* _Selected extract_
>>>>>
I did some thinking. The following statements are about the state of
affairs, when all 17 patches are applied. I'm commenting here, because
I believe this is the patch that introduces the most controversial code.

First about low level problems with the current code/design. The other is
empty handling in vfio_ap_assign_apid_to_apcb() (and
vfio_ap_assign_apqi_to_apcb()) is troublesome. The final product
allows for over-commitment, i.e. assignment of e.g. domains that
are not in the crypto host config. Let's assume the host LPAR
has usage domains 1 and 2, and adapters 1, 2, and 3. The apmask
and aqmask are both 0 (all in on vfio), all bound. We start with an empty
mdev that is tied to a running guest:
assign_adapter 1
assign_adapter 2
assign_adapter 3
assign_adapter 4
all of these will work. The resulting shadow_apcb is completely empty. No
commit_apcb.
assign_domain 1
assign_domain 2
assign_domain 3
all of these will work. But again the shadow_apcb is completely empty at
the end: we did get to the loop that is checking the boundness of the
queues, but please note that we are checking against matrix.apm, and
adapter 4 is not in the config of the host.
<<<<<
* _Dataset_
>>>>>
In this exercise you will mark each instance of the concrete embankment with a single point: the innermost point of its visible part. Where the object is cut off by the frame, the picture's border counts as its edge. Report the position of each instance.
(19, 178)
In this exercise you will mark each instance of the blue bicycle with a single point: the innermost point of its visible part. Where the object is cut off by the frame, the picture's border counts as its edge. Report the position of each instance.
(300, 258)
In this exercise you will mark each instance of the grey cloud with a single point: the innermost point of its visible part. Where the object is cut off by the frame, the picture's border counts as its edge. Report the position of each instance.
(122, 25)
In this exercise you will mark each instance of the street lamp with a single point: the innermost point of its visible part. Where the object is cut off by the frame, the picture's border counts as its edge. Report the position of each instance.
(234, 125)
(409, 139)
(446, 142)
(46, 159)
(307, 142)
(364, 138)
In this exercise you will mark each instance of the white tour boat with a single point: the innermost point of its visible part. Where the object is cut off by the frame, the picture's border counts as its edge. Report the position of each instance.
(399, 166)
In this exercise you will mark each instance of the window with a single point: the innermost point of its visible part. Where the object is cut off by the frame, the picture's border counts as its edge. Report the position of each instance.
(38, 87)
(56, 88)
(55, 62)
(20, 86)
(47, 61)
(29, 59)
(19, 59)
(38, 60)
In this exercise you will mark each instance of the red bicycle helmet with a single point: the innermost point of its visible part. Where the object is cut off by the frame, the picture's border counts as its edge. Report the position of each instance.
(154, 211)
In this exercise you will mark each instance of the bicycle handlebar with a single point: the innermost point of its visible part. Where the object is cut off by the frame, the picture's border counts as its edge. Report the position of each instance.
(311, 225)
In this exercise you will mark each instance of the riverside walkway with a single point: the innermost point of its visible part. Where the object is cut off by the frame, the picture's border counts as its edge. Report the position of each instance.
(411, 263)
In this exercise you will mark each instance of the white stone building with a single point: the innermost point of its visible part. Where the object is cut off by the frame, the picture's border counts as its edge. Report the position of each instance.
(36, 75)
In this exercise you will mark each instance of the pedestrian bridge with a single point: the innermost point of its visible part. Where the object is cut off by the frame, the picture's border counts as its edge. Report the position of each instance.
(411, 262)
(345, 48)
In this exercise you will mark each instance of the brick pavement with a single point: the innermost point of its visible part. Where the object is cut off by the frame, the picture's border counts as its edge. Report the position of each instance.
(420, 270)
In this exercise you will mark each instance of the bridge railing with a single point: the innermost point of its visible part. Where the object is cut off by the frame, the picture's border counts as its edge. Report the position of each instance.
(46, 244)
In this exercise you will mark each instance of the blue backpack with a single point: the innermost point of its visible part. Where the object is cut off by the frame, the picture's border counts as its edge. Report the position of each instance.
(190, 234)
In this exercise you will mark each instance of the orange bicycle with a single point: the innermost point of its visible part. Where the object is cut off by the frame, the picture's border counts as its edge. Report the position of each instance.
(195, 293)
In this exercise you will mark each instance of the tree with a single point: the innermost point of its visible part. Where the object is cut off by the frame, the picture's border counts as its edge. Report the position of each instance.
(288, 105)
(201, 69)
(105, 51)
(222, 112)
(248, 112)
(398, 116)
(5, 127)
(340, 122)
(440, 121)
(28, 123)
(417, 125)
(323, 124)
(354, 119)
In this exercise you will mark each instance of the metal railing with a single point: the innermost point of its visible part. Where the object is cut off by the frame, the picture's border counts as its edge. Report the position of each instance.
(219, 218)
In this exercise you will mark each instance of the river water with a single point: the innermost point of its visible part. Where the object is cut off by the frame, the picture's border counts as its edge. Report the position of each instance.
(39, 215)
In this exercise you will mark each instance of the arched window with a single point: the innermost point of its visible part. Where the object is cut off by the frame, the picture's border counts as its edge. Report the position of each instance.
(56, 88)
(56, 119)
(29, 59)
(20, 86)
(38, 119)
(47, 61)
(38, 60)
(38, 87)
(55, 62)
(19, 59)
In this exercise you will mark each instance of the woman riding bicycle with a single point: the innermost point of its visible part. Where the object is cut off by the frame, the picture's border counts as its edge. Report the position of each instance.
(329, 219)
<<<<<
* _Actions to take_
A. From the vfio_ap patch discussion, output the passage that begins at the words "First about low" and stops after the words "commit_apcb.".
B. In the vfio_ap patch discussion, which adapters does the assumed host LPAR have?

* _Solutions to the problems_
A.
First about low level problems with the current code/design. The other is
empty handling in vfio_ap_assign_apid_to_apcb() (and
vfio_ap_assign_apqi_to_apcb()) is troublesome. The final product
allows for over-commitment, i.e. assignment of e.g. domains that
are not in the crypto host config. Let's assume the host LPAR
has usage domains 1 and 2, and adapters 1, 2, and 3. The apmask
and aqmask are both 0 (all in on vfio), all bound. We start with an empty
mdev that is tied to a running guest:
assign_adapter 1
assign_adapter 2
assign_adapter 3
assign_adapter 4
all of these will work. The resulting shadow_apcb is completely empty. No
commit_apcb.

B. Adapters 1, 2, and 3.